▶ _Source data_
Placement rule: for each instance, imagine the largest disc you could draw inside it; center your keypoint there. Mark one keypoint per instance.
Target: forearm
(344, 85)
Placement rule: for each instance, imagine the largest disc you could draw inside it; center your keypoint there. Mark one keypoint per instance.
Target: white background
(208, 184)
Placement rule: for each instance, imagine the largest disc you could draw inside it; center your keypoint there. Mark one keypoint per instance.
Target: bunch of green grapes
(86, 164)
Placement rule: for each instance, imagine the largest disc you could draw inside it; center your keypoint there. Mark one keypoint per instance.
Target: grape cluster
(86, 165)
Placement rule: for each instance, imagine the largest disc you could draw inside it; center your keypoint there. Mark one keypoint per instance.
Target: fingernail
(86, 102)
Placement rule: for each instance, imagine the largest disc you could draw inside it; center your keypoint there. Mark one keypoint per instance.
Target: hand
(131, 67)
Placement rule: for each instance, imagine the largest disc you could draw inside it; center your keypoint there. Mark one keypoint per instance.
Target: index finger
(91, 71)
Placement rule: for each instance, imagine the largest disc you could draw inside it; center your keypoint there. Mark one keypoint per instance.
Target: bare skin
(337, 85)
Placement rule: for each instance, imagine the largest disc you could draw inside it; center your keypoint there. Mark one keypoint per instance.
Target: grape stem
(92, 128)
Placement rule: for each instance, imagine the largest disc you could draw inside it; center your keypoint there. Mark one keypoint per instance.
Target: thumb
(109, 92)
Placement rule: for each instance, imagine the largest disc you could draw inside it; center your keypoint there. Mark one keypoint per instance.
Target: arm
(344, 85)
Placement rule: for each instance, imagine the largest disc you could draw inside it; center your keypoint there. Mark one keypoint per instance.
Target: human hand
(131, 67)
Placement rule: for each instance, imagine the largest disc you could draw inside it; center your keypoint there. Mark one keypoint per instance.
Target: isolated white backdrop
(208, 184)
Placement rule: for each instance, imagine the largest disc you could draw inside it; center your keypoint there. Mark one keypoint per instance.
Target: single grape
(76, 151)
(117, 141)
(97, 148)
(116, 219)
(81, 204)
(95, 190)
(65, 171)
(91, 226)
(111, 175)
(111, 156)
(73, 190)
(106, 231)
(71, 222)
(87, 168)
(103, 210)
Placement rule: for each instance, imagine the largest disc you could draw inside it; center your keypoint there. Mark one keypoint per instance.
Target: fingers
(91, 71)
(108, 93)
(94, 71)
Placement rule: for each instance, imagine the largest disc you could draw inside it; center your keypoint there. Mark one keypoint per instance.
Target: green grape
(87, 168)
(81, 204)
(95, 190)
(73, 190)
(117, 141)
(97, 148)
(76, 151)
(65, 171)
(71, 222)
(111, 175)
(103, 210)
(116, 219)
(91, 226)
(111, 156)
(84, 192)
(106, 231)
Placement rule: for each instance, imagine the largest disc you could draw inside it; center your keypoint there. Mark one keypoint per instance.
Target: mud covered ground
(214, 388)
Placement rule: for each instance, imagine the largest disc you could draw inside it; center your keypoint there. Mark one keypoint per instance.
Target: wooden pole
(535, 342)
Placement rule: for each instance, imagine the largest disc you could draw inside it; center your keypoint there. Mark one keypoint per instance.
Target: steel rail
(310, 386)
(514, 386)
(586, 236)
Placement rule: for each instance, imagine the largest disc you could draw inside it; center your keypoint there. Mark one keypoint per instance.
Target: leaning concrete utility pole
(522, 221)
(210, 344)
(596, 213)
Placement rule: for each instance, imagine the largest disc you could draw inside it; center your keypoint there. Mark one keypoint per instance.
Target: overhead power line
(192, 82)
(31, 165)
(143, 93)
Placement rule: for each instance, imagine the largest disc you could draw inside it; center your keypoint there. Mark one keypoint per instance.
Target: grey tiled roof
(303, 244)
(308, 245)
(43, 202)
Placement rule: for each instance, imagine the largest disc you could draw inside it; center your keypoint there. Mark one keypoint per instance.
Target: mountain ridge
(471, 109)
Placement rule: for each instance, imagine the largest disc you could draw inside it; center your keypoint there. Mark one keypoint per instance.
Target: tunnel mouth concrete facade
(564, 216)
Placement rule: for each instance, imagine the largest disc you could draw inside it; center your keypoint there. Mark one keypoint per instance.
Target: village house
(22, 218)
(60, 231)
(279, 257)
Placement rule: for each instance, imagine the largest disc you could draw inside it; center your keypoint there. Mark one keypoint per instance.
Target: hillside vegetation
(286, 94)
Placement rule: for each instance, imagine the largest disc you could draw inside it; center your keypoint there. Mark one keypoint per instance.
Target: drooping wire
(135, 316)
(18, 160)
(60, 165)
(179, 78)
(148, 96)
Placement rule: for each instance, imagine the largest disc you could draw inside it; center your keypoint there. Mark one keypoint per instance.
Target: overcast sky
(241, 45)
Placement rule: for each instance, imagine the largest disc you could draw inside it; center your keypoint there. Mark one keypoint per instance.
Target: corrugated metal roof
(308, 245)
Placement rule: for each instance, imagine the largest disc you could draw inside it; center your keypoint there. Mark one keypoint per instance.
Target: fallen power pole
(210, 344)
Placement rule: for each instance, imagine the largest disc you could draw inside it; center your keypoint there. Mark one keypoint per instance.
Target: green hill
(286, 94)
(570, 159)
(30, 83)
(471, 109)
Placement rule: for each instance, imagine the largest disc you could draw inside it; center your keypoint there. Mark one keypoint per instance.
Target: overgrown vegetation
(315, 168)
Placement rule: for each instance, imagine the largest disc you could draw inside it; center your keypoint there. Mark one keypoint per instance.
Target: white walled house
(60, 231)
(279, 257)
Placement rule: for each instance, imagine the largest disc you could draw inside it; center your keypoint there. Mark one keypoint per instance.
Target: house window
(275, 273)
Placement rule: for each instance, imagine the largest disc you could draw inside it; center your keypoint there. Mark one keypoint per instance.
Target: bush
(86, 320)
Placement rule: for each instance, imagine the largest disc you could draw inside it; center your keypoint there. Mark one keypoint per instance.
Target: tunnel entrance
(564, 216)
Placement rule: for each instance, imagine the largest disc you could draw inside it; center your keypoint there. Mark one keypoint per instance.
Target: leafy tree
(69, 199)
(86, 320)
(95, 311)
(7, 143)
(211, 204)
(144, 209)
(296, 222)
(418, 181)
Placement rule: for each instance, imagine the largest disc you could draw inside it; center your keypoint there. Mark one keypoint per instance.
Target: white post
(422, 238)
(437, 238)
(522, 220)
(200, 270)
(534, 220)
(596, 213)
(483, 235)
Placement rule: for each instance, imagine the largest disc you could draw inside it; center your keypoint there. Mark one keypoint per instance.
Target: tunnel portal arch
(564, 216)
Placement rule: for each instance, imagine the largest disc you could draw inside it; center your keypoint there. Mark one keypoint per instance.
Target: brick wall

▶ _Task brief_
Transcribe the full set of records without altering a single character.

▶ _Written response_
Placement rule: for each instance, imagine the largest disc you could draw inside it; center your keypoint there. Mark one keypoint per instance.
Target: forearm
(344, 85)
Placement rule: for each instance, imagine the largest disc you could draw inside it; center your keypoint there. Mark one keypoint per instance.
Target: white background
(208, 184)
Placement rule: for each instance, imagine the largest disc you could draw inside it; center your keypoint there. Mark one keypoint per instance.
Target: bunch of green grapes
(86, 164)
Placement rule: for each instance, imagine the largest disc you could draw inside it; center your keypoint there. Mark one keypoint per instance.
Target: grape cluster
(86, 165)
Placement rule: for each instance, imagine the largest disc you could draw inside it; center your keypoint there. Mark one keypoint per instance.
Target: fingernail
(86, 102)
Placement rule: for each instance, imagine the largest disc you could draw inside it; center your keypoint there. Mark one keypoint per instance.
Target: hand
(131, 67)
Placement rule: for each instance, imagine the largest disc you could draw inside it; center your keypoint there. Mark one keypoint per instance.
Target: index finger
(91, 71)
Placement rule: for each instance, imagine the largest disc you could draw inside it; center your keypoint there. Mark one keypoint per instance.
Target: bare skin
(337, 85)
Placement rule: for each instance, imagine the largest disc you could draw inside it; center your keypoint there. Mark one keypoint per instance.
Target: grape stem
(92, 128)
Placement rule: for each instance, imagine the largest disc you could draw inside it; center your keypoint there. Mark one keypoint per instance.
Target: thumb
(109, 92)
Placement rule: for each instance, imagine the largest disc you could draw inside it; center your keypoint there. Mark one keypoint per instance.
Target: arm
(344, 85)
Placement rule: for each instance, imagine the largest disc you could draw inside it; center your keypoint there. Mark one keypoint per instance.
Target: human hand
(131, 67)
Placement rule: for each instance, imagine the largest disc you could draw inside it; center your keypoint there. Mark one keypoint per instance.
Target: isolated white backdrop
(208, 184)
Placement rule: for each instance, imagine the largest disc you could draw inside it; center your keypoint there. Mark one keypoint per instance.
Target: single grape
(76, 151)
(117, 141)
(97, 148)
(116, 219)
(81, 204)
(95, 190)
(65, 171)
(91, 226)
(111, 175)
(111, 156)
(73, 190)
(106, 231)
(71, 222)
(87, 168)
(103, 210)
Placement rule: for each instance, imagine the largest disc you could draw inside it; center your keypoint there. Mark one keypoint per instance.
Target: fingers
(91, 71)
(108, 93)
(94, 71)
Placement rule: for each instance, imagine the largest disc you could draw inside it; center your keypoint there. Mark one keypoint per instance.
Target: green grape
(87, 168)
(81, 204)
(95, 190)
(73, 190)
(117, 141)
(97, 148)
(76, 151)
(65, 171)
(71, 222)
(111, 175)
(103, 210)
(116, 219)
(91, 226)
(111, 156)
(84, 192)
(106, 231)
Placement rule: for each instance, imagine the largest disc you could draw inside it; center your keypoint there. Mark one keypoint per instance.
Target: mud covered ground
(214, 388)
Placement rule: for each instance, imagine the largest disc you could draw inside it; center your keypoint there. Mark one keypoint per instance.
Target: wooden pole
(535, 342)
Placement rule: for each instance, imagine the largest disc you could draw inside it; center your keypoint there. Mark one keypoint per instance.
Target: steel rail
(310, 386)
(514, 386)
(586, 236)
Placement rule: for each instance, imagine the largest disc you could draw inside it; center your keypoint there. Mark one keypoint per instance.
Target: leaning concrete utility pole
(522, 221)
(210, 344)
(596, 213)
Placement rule: for each instance, imagine the largest disc you could draw inside it; center your keypoint there. Mark one keypoint per instance.
Target: overhead power line
(192, 82)
(31, 165)
(143, 93)
Placement rule: for each instance, imagine the largest disc you could draw inside it; center your keypoint there. Mark one keypoint per instance.
Target: grey tiled roof
(303, 244)
(308, 245)
(43, 202)
Placement rule: for each instance, imagine the largest disc you could draw inside it; center your keypoint there. Mark one keypoint per instance.
Target: mountain ridge
(471, 109)
Placement rule: for each instance, imagine the largest disc you could draw inside it; center your keypoint there. Mark one keypoint per instance.
Target: tunnel mouth concrete facade
(564, 216)
Placement rule: for each instance, imagine the largest disc you could draw inside it; center your keypoint there. Mark one keypoint per instance.
Target: village house
(22, 218)
(60, 231)
(279, 257)
Placement rule: for each instance, imagine the largest disc you could draw inside it; center your keypoint there. Mark one keypoint per instance.
Target: hillside vegetation
(286, 94)
Placement rule: for each instance, imagine the largest disc you could draw inside it; center your keypoint there. Mark one keypoint per instance.
Target: drooping wire
(135, 316)
(18, 160)
(60, 165)
(179, 78)
(148, 96)
Placement rule: for each instance, imagine the largest disc you could draw inside it; center your keypoint there. Mark one keypoint per instance.
Target: overcast sky
(241, 45)
Placement rule: for each instance, imagine the largest disc you could draw inside it; center your keypoint there. Mark one keypoint per instance.
Target: corrugated metal roof
(308, 245)
Placement rule: for each instance, imagine the largest disc you could draw inside it; center your keypoint there. Mark one keypoint per instance.
Target: fallen power pole
(210, 344)
Placement rule: for each instance, imagine the largest disc you could draw inside it; center your keypoint there. Mark one keypoint per instance.
Target: green hill
(286, 94)
(570, 159)
(30, 83)
(471, 109)
Placement rule: for each instance, imagine the largest disc you could draw inside it; center your keypoint there. Mark one keypoint per instance.
Target: overgrown vegetation
(315, 168)
Placement rule: for each instance, imagine the largest disc you could draw inside it; center your keypoint there. Mark one keypoint per instance.
Target: white walled house
(60, 231)
(279, 257)
Placement rule: for each instance, imagine the largest disc you could draw inside it; center your keypoint there. Mark one keypoint per instance.
Target: house window
(275, 273)
Placement rule: for each instance, imagine the largest disc you could draw inside it; center your keypoint there. Mark one keypoint per instance.
Target: bush
(86, 320)
Placement rule: for each instance, imagine the largest disc you could draw inside it; center your keypoint there. Mark one keypoint per instance.
Target: tunnel entrance
(564, 216)
Placement rule: for each instance, imagine the largest disc you could draw inside it; center your keypoint there. Mark one keypoint per instance.
Target: leafy tree
(69, 199)
(86, 320)
(95, 311)
(7, 143)
(211, 204)
(144, 209)
(296, 222)
(418, 181)
Placement rule: for each instance, imagine the largest disc you could draw inside it; center your keypoint there. Mark one keypoint per instance.
Target: white post
(422, 238)
(437, 238)
(522, 220)
(200, 270)
(534, 220)
(596, 213)
(483, 235)
Placement rule: for each instance, imagine the largest disc you could draw inside it; center your keypoint there. Mark one keypoint per instance.
Target: tunnel portal arch
(564, 216)
Placement rule: for each instance, imagine the largest disc you could draw inside it; center your keypoint there. Mark one keypoint per instance.
Target: brick wall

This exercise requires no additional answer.